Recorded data
________________

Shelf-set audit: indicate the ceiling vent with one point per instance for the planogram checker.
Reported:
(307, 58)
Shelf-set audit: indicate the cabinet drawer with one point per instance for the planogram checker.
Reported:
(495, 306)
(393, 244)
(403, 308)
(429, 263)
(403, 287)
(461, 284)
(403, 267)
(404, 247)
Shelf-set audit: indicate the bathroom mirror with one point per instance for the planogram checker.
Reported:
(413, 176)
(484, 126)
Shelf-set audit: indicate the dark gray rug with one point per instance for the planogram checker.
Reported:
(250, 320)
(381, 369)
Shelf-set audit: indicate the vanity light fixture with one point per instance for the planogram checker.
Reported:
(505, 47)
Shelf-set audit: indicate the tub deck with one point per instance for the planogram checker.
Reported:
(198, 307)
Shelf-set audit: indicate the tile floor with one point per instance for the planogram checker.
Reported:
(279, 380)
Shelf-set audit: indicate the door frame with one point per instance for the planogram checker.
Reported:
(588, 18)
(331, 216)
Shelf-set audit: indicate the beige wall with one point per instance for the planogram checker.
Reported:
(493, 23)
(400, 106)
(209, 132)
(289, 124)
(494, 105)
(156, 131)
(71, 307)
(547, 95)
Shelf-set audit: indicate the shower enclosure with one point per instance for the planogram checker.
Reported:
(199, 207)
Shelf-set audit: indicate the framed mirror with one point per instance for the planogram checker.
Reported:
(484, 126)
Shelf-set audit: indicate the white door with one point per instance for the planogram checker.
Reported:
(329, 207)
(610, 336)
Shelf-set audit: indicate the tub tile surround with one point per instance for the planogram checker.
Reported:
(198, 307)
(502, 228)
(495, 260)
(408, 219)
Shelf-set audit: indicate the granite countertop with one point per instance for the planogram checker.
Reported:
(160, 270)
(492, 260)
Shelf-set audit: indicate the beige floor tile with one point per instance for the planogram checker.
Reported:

________________

• [TRY IT]
Please set down all of the records exactly.

• [YOUR SOLUTION]
Shelf-set audit: indicate the ceiling vent with one point per instance for the planogram checker.
Reported:
(307, 58)
Shelf-set audit: indicate the cabinet drawer with one point per instance for the planogram checker.
Reported:
(495, 306)
(393, 244)
(403, 308)
(429, 263)
(403, 287)
(461, 284)
(403, 267)
(404, 247)
Shelf-set audit: indicate the bathroom mirror with one point per instance for the planogram checker.
Reported:
(413, 176)
(484, 126)
Shelf-set audit: indicate the dark gray rug with one point per instance for the planogram checker.
Reported:
(250, 320)
(381, 369)
Shelf-set audit: indicate the vanity light fixture with one point per instance for the planogram checker.
Reported:
(505, 47)
Shelf-set audit: indicate the tub deck with one point per instance for the planogram checker.
Reported:
(198, 307)
Shelf-set audit: indicate the tile floor with one point per instance for the planogram checker.
Reported:
(279, 380)
Shelf-set audit: indicate the door frame with one point per instance for the planogram checker.
Reported:
(588, 18)
(331, 216)
Shelf-set audit: indicate the beige wall with one point per instance for the planogram checker.
Reported:
(493, 23)
(400, 106)
(209, 132)
(289, 124)
(494, 105)
(156, 131)
(71, 307)
(547, 95)
Shelf-set audit: indicate the shower enclosure with one point per instance for the planogram checker.
Reported:
(199, 207)
Shelf-set audit: indicate the framed mirror with one point per instance for the planogram checker.
Reported:
(484, 126)
Shelf-set audit: indicate the white door with one point per instance for the planogram checker.
Reported:
(329, 207)
(610, 336)
Shelf-set audit: indicate the tub tile surround with one point per instance for the planogram checker.
Reported:
(198, 307)
(502, 228)
(495, 260)
(408, 219)
Shelf-set audit: indicate the granite countertop with one point per instance for the planogram checker.
Reported:
(160, 270)
(492, 260)
Shelf-set audit: indicate the beige floor tile with one point per instance for the planogram checker.
Reported:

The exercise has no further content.